_INSTRUCTIONS FOR THE TASK:_ Scan the records below. Copy every line in which the word "cymbal" appears.

_Data items:_
⟨

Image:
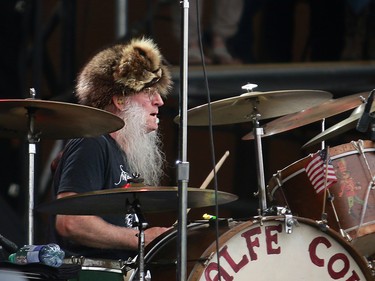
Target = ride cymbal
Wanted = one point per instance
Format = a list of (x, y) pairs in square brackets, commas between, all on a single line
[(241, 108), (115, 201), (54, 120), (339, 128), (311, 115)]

⟩
⟨

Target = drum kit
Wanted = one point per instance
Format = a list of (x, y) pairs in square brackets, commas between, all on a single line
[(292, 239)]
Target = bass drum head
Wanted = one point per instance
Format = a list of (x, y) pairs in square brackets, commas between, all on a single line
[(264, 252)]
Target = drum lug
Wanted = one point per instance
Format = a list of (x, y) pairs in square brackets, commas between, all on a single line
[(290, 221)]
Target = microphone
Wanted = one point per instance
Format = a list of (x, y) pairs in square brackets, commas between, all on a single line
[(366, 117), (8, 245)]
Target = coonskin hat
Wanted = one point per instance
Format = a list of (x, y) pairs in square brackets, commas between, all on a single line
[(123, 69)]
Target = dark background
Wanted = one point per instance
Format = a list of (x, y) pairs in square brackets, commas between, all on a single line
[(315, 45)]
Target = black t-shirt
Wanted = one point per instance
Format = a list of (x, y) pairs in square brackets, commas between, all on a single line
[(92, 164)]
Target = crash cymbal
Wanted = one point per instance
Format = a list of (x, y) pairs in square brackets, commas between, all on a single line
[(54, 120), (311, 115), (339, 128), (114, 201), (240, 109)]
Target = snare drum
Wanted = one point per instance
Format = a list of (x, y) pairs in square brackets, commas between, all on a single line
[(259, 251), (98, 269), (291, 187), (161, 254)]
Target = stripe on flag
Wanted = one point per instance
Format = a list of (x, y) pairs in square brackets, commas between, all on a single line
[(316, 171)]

⟩

_WRITTEN SOLUTION:_
Target = ride cymbal
Target = crash cymbal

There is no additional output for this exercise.